Exercise materials →
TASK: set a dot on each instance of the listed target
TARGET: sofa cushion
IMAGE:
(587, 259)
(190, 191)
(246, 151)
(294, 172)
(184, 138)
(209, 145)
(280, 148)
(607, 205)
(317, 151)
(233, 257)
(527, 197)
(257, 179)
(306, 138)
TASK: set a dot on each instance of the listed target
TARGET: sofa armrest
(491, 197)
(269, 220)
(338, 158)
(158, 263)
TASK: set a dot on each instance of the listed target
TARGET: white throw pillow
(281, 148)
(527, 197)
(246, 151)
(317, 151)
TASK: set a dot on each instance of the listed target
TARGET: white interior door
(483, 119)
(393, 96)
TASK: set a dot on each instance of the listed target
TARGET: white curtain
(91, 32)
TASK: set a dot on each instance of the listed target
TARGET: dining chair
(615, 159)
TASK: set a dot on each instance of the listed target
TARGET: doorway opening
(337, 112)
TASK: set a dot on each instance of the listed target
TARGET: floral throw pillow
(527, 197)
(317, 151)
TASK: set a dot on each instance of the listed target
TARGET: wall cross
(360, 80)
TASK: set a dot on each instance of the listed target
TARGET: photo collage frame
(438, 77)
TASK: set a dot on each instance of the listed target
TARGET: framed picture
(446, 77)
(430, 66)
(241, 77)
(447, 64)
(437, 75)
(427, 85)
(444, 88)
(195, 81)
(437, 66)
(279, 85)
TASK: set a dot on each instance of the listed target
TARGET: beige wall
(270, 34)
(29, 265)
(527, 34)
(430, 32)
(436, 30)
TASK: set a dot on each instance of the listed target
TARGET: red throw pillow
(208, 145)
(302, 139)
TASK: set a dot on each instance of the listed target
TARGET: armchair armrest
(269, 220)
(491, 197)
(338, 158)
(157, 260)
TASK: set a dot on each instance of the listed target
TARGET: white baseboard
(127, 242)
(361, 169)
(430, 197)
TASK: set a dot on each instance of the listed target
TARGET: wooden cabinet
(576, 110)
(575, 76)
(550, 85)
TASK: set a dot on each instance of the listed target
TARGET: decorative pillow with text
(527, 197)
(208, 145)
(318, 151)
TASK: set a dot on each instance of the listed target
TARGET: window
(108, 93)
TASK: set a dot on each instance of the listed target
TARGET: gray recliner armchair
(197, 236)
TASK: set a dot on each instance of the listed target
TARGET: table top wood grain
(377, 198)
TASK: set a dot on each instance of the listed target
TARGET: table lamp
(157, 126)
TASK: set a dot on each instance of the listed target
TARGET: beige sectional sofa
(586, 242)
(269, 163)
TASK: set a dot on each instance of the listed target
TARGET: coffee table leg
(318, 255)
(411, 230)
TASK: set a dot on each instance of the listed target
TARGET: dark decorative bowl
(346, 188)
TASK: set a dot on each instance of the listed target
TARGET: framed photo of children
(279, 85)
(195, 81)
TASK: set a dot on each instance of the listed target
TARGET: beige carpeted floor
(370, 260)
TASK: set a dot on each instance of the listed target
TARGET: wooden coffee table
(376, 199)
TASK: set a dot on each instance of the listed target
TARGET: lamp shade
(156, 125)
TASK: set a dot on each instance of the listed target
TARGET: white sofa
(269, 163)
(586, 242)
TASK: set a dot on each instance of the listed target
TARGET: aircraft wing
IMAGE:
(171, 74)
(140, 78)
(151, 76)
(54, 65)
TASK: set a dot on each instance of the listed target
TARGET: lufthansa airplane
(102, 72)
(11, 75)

Exercise → Reproduce the whole listing so that each line matches the original exactly.

Task result →
TASK: set a dot on each instance of the listed target
TARGET: sofa cushion
IMAGE:
(587, 259)
(190, 191)
(246, 151)
(294, 172)
(184, 138)
(209, 145)
(280, 148)
(607, 205)
(317, 151)
(233, 257)
(527, 197)
(257, 179)
(306, 138)
TASK: set a dot on each instance of the listed target
TARGET: sofa armrest
(491, 197)
(269, 220)
(338, 158)
(158, 263)
TASK: set a dot on each instance of the listed target
TARGET: white throw pillow
(281, 148)
(527, 197)
(246, 151)
(317, 151)
TASK: set a dot on each instance of the listed target
TARGET: white interior door
(483, 119)
(393, 96)
TASK: set a dot on each instance of the listed target
TARGET: white curtain
(91, 32)
TASK: set a dot on each instance of the listed target
TARGET: dining chair
(615, 159)
TASK: set a dot on each instance of the listed target
TARGET: doorway opening
(337, 112)
TASK: set a dot on each instance of the listed target
TARGET: floral throw pillow
(527, 197)
(317, 151)
TASK: set a dot on each instance of the listed target
TARGET: wall cross
(360, 80)
TASK: set a dot on each instance of the listed target
TARGET: photo collage frame
(438, 77)
TASK: set a dot on each instance of the listed target
TARGET: framed picture
(446, 77)
(430, 66)
(241, 77)
(447, 64)
(437, 75)
(427, 85)
(444, 88)
(195, 81)
(437, 66)
(279, 85)
TASK: set a dot on each instance of the listed target
TARGET: beige wall
(270, 34)
(29, 265)
(527, 34)
(430, 32)
(436, 30)
TASK: set a dot on each instance of the listed target
TARGET: red throw pillow
(208, 145)
(302, 139)
TASK: set a dot on each instance of the listed target
TARGET: armchair armrest
(269, 220)
(491, 197)
(338, 158)
(157, 260)
TASK: set a dot on each instance of the listed target
TARGET: white baseboard
(127, 242)
(361, 169)
(430, 197)
TASK: set a dot on each instance of the listed target
TARGET: wooden cabinet
(576, 110)
(575, 76)
(550, 85)
TASK: set a dot on each instance of the listed target
TARGET: decorative pillow with text
(527, 197)
(208, 145)
(318, 151)
TASK: set a dot on each instance of the listed target
TARGET: window
(108, 93)
TASK: set a dot on each instance of the listed target
TARGET: gray recliner armchair
(197, 236)
TASK: set a dot on each instance of the listed target
TARGET: table top wood grain
(377, 198)
TASK: set a dot on each instance of the listed target
TARGET: table lamp
(157, 126)
TASK: set a dot on each instance of the listed target
TARGET: beige sectional sofa
(586, 242)
(269, 163)
TASK: set a dot on each instance of the listed target
TARGET: coffee table leg
(318, 255)
(411, 230)
TASK: set a dot on each instance of the listed target
TARGET: dark decorative bowl
(346, 188)
TASK: set a dot on each instance of the listed target
TARGET: framed photo of children
(279, 85)
(195, 81)
TASK: set a dot on each instance of the listed target
TARGET: beige carpeted floor
(370, 260)
TASK: set a dot on each instance of the listed target
TARGET: wooden coffee table
(376, 199)
TASK: set a dot on each instance of the listed target
TARGET: lamp shade
(156, 125)
TASK: set a dot on each instance of the listed target
TARGET: white sofa
(269, 163)
(586, 242)
TASK: set a dot on each instance of the listed target
TARGET: aircraft wing
IMAGE:
(171, 74)
(140, 78)
(151, 76)
(54, 65)
TASK: set a dot on each instance of the listed target
TARGET: lufthansa airplane
(102, 72)
(11, 75)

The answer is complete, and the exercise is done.